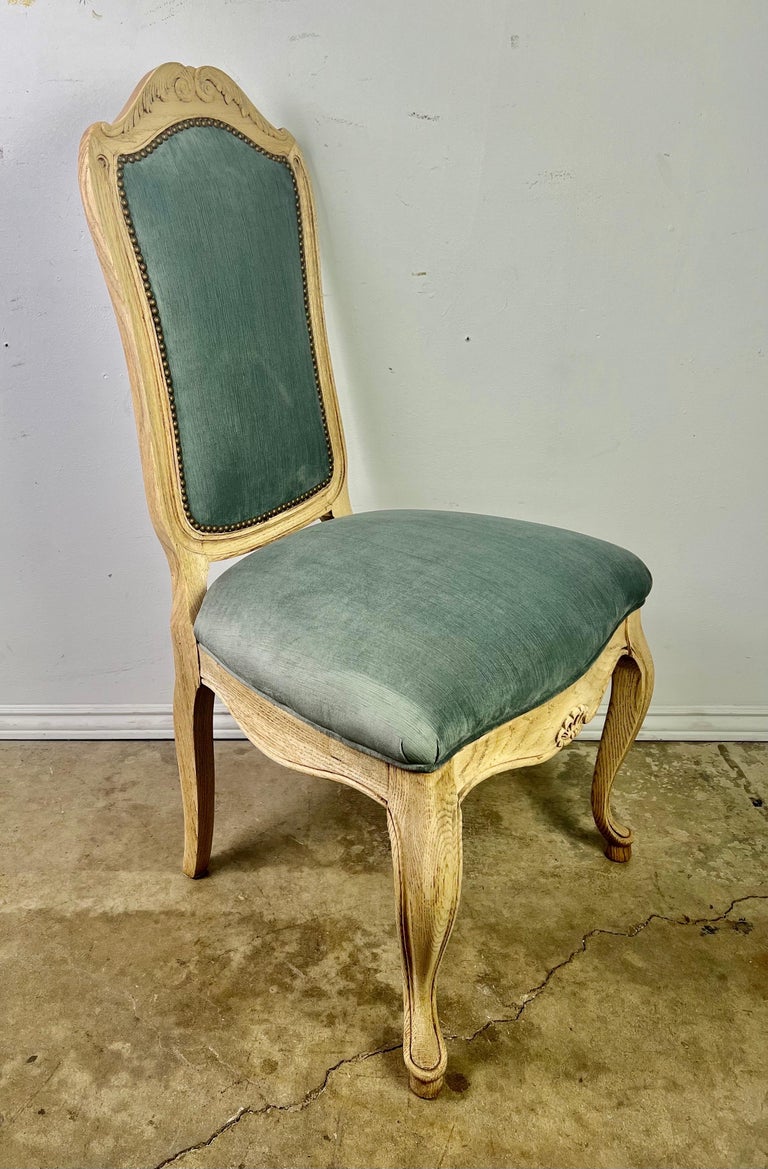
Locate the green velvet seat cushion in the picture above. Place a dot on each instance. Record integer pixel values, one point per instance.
(408, 634)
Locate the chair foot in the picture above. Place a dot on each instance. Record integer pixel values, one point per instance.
(428, 1090)
(426, 831)
(618, 852)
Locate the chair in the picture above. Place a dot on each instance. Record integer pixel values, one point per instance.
(406, 654)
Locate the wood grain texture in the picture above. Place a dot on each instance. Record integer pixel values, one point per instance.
(424, 820)
(542, 732)
(630, 696)
(292, 742)
(423, 810)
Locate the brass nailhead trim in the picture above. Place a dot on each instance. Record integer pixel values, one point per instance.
(122, 159)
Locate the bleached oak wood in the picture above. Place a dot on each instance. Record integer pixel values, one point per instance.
(423, 810)
(290, 741)
(424, 820)
(630, 694)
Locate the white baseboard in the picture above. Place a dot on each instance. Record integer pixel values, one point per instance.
(668, 724)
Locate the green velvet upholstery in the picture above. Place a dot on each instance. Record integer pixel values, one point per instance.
(408, 634)
(216, 226)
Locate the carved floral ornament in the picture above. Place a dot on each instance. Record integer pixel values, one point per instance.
(572, 726)
(175, 82)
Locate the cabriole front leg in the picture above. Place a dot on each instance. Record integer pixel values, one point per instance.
(630, 693)
(426, 831)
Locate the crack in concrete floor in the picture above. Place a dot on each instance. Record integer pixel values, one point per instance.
(517, 1012)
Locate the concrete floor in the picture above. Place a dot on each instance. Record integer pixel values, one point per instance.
(601, 1015)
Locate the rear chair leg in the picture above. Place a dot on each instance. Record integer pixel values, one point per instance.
(630, 693)
(193, 725)
(426, 831)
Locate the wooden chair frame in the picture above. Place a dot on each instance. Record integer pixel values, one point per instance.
(423, 810)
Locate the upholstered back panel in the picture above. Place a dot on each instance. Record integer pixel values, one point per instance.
(214, 222)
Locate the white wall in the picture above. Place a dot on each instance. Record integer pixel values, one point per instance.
(544, 239)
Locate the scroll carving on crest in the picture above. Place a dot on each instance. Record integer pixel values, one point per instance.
(174, 82)
(572, 726)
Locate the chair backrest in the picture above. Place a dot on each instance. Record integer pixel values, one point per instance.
(202, 216)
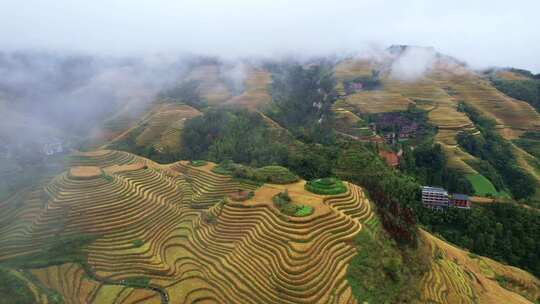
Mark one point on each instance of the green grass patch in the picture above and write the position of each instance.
(224, 168)
(198, 163)
(65, 250)
(303, 210)
(14, 289)
(137, 282)
(382, 272)
(268, 174)
(482, 186)
(532, 146)
(283, 202)
(326, 186)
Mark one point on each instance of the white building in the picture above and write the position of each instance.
(434, 197)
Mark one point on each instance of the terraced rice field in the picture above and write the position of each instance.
(162, 126)
(171, 225)
(457, 276)
(482, 185)
(439, 92)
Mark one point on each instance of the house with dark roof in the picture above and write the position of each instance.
(460, 201)
(438, 198)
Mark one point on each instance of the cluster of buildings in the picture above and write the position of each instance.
(395, 127)
(52, 146)
(438, 198)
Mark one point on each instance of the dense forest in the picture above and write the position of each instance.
(497, 154)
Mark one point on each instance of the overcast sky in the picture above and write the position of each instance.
(481, 32)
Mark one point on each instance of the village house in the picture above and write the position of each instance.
(438, 198)
(460, 201)
(52, 146)
(356, 86)
(391, 158)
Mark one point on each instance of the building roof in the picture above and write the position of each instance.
(434, 189)
(460, 196)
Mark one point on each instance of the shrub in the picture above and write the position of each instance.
(275, 175)
(226, 167)
(326, 186)
(137, 243)
(283, 202)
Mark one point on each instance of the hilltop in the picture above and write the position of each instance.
(204, 246)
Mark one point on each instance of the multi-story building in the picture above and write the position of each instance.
(434, 197)
(438, 198)
(460, 201)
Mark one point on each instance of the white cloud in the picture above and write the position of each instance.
(483, 32)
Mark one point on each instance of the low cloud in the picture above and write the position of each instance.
(413, 63)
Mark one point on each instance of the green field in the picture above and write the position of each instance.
(482, 186)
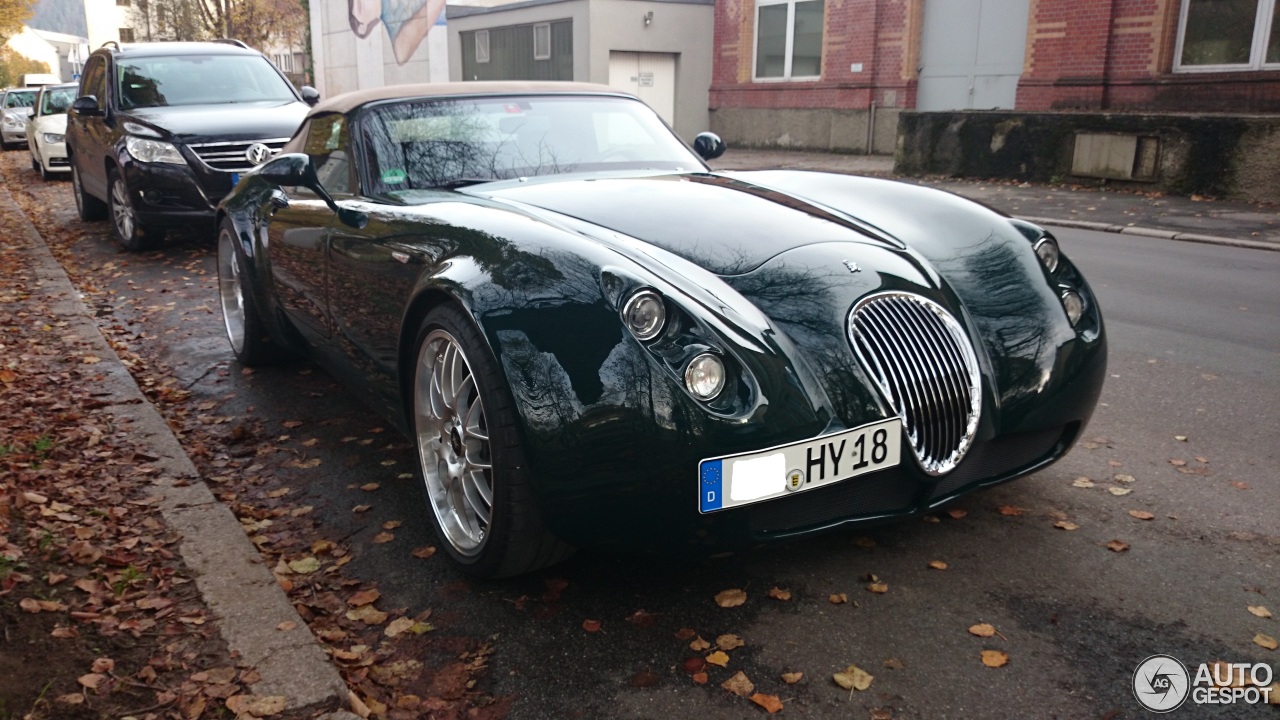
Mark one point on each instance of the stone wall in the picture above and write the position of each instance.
(1232, 156)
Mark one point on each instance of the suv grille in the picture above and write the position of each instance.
(926, 368)
(231, 156)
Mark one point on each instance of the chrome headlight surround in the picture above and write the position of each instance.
(146, 150)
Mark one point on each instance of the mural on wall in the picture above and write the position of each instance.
(406, 21)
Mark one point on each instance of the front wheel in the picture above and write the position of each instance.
(470, 455)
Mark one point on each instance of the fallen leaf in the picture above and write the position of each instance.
(731, 597)
(993, 657)
(854, 678)
(728, 642)
(739, 684)
(769, 702)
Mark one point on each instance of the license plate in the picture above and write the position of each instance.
(754, 477)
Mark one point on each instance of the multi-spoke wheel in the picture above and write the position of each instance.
(250, 341)
(470, 456)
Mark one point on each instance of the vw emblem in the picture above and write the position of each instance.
(257, 154)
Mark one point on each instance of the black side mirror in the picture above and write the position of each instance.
(708, 145)
(296, 169)
(87, 105)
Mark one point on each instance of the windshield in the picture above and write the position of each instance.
(19, 99)
(199, 80)
(55, 101)
(423, 144)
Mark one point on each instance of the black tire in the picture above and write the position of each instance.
(128, 232)
(87, 206)
(246, 332)
(513, 540)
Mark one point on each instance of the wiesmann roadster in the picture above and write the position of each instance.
(592, 337)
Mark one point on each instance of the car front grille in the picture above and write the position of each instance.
(926, 368)
(231, 156)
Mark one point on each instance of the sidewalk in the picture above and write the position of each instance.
(1153, 214)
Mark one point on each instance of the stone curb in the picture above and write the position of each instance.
(1155, 232)
(229, 572)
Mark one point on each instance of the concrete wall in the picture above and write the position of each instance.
(1233, 156)
(807, 128)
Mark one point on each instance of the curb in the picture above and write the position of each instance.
(231, 574)
(1153, 232)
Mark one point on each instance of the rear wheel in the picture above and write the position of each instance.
(246, 332)
(470, 454)
(87, 206)
(124, 219)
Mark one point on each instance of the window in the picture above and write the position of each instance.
(1228, 35)
(543, 41)
(789, 39)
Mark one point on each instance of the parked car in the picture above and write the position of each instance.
(592, 337)
(161, 131)
(46, 130)
(17, 105)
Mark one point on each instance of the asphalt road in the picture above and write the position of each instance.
(1194, 338)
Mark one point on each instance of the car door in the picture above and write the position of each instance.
(300, 229)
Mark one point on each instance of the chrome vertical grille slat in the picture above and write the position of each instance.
(927, 370)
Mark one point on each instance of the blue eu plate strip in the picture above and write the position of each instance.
(711, 491)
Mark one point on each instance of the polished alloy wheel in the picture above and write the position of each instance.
(122, 210)
(231, 291)
(453, 442)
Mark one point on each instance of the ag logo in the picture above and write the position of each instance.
(257, 154)
(1161, 683)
--- --- ---
Copy all of the material above word for word, leaving out the pictures.

*RESPONSE TO THIS TASK*:
Locate the green velvet seat cushion in the picture above. Place a dot on each instance. Record integer pixel values, one point per instance.
(408, 634)
Locate the chair foot in the picture above. Place a dot on each instance. Record integer pixel values, one point per instance.
(428, 1090)
(426, 831)
(618, 852)
Locate the chair in the picture above. Place a dot on each instance. Record integer pixel values, one point per instance.
(406, 654)
Locate the wood grain texture in the picture above. Place a dot on each instance. Record integer pixel values, one point per instance.
(424, 820)
(542, 732)
(630, 696)
(292, 742)
(423, 810)
Locate the brass nailhead trim in the picture above. Place a dot on each instance. Record integer pixel values, one point per instance.
(122, 159)
Locate the bleached oak wood in the picture above. Place a dot on each instance. Record integer pixel values, one point per instance.
(423, 810)
(290, 741)
(424, 820)
(630, 694)
Locate the white baseboard in the picture above. Place a dot on each instance. Record integer pixel values, one point per instance.
(668, 724)
Locate the green velvet upholstery in the picture above. Place a dot on each instance. Record integer pixel values, one point per instance.
(408, 634)
(216, 226)
Locate the carved floral ornament in the picture above. Place a dot on each instance. Record integer pixel values, one point per instance.
(572, 726)
(175, 82)
Locate the cabriole front leg in the picture above. Place a dot on each instance. Record integer pixel values, one point per instance.
(630, 693)
(426, 831)
Locate the crack in concrete floor in the picture above. Place a dot on each instance. Record integer pixel values, one point per instance.
(517, 1012)
Locate the concrete floor in the picture above. Place a dot on each instance. Record integer pixel values, one point per instance.
(601, 1015)
Locate the rear chair leg in the picture above. Place a dot on each instance. Record integer pixel values, one point per instance.
(630, 693)
(193, 725)
(426, 831)
Locate the wooden chair frame in the picture above. Place a dot on each instance. Record integer pixel values, one point per instance.
(423, 810)
Locate the upholstered back panel in the picture above. Place a dot on each instance. Record integer pixel values, one point per instance.
(214, 222)
Locate the white wall in the picture above. Place a dot on each instance. Record integer pixel values, one point per instance.
(544, 239)
Locate the scroll carving on crest in the picture above. Place a dot on each instance. Record integer pixel values, one point per instance.
(174, 82)
(572, 726)
Locate the chair backrest in the picture above. Place a dot on each instance. Record integer pixel values, one point per instance.
(202, 216)
Mark one point on each instance of the green grass patch in the picture above and write the position of each instance.
(224, 168)
(198, 163)
(65, 250)
(303, 210)
(14, 289)
(137, 282)
(382, 272)
(268, 174)
(482, 186)
(532, 146)
(283, 202)
(326, 186)
Mark one point on each instance of the white building in the picture above and write the position of each instance.
(434, 197)
Mark one point on each instance of the terraced rice field in the picture above and write the position of each instance.
(162, 126)
(171, 225)
(457, 276)
(482, 185)
(439, 92)
Mark one point on each instance of the house with dark roof in the picture above and write the position of each instance.
(460, 201)
(438, 198)
Mark one point on each instance of the cluster of buildings in the picture above and write the position of each instance.
(395, 127)
(52, 146)
(438, 198)
Mark one point on each instance of the dense forest in the picture above and write the position of each instance.
(497, 154)
Mark one point on each instance of the overcast sky in the picture above and write the position of each instance.
(481, 32)
Mark one point on each instance of the village house in the picture above and write the position of each instance.
(438, 198)
(460, 201)
(52, 146)
(356, 86)
(391, 158)
Mark one point on each instance of the building roof in the picture above and write the position of each instance.
(434, 189)
(460, 196)
Mark one point on each instance of the shrub in the picture above and write the position of each instance.
(275, 175)
(226, 167)
(326, 186)
(137, 243)
(283, 202)
Mark one point on each instance of the hilltop in the picture above and write the position of each instance.
(204, 246)
Mark one point on each instance of the multi-story building in the picture above and write the position of each instance.
(434, 197)
(438, 198)
(460, 201)
Mark one point on each instance of the white cloud in the picture above and write the position of each instance.
(483, 32)
Mark one point on each instance of the low cloud in the picture above and write the position of each instance.
(413, 63)
Mark one point on each instance of the green field in the picture above and write the position of each instance.
(482, 186)
Mark one point on each instance of the stone wall in the picture above and write the position of each instance.
(1232, 156)
Mark one point on each instance of the suv grille in the picture above and write the position of each instance.
(926, 368)
(231, 156)
Mark one point on each instance of the chrome headlight surround in the picture above and write the position of each instance.
(146, 150)
Mark one point on each instance of the mural on wall in the picture above and write the position of each instance.
(406, 21)
Mark one point on each instance of the front wheel in the picture above and write the position of each instance.
(470, 455)
Mark one point on each instance of the fallen leaf in the picture above and write the position of each instance.
(731, 597)
(993, 657)
(854, 678)
(728, 642)
(739, 684)
(769, 702)
Mark one point on each instance of the license plate in the picture above and write the position of each instance.
(754, 477)
Mark one point on each instance of the multi-spoke wheel in the picture above and write the position of each instance.
(250, 341)
(470, 456)
Mark one point on each instance of the vw emblem in the picture above and write the position of each instance.
(257, 154)
Mark one point on each instance of the black side mirror in the picture above and write the position of each instance.
(708, 145)
(296, 169)
(87, 105)
Mark one point on each instance of the windshield in the picture above and write the position of each instance.
(19, 99)
(199, 80)
(55, 101)
(423, 144)
Mark one point on each instance of the black tire in the picture above and write the position of each instance.
(128, 232)
(87, 206)
(246, 332)
(513, 540)
Mark one point on each instance of the wiesmann roadster in the picture above and write the position of each instance.
(592, 337)
Mark one point on each instance of the car front grille in the picture above and write the position of each instance.
(926, 368)
(231, 156)
Mark one point on each instance of the sidewalk in the picture above and write the position of each instance.
(1153, 214)
Mark one point on each instance of the stone curb in the picture above and write the position of each instance.
(1155, 232)
(229, 572)
Mark one point on each instance of the concrete wall in the picture above and write the position of each instance.
(1233, 156)
(807, 128)
Mark one point on each instance of the curb in the picture above and write the position of each instance.
(231, 574)
(1153, 232)
Mark one point on each instance of the rear wheel in the picture above and write the position of each instance.
(246, 332)
(470, 454)
(87, 206)
(124, 219)
Mark one point on each instance of the window in the picture above and write the position of each instance.
(1228, 35)
(543, 41)
(789, 39)
Mark one point on each instance of the parked car in the picture above and write the position of each instance.
(592, 337)
(161, 131)
(46, 130)
(17, 105)
Mark one point on each instance of the asphalt road in the picture above and write the position of each instance.
(1194, 338)
Mark one point on each instance of the car door in the picture above and write the position of each instance.
(300, 229)
Mark one point on each instance of the chrome vertical grille slat in the picture above and write the position of each instance.
(927, 370)
Mark one point on each instance of the blue eu plate strip in the picture above and write the position of each instance.
(711, 491)
Mark one point on each instance of the polished alloy wheel in the picture above and write the position of each instance.
(122, 210)
(231, 291)
(453, 442)
Mark one point on each instance of the ag logo in the picture above and write the position of each instance.
(257, 154)
(1161, 683)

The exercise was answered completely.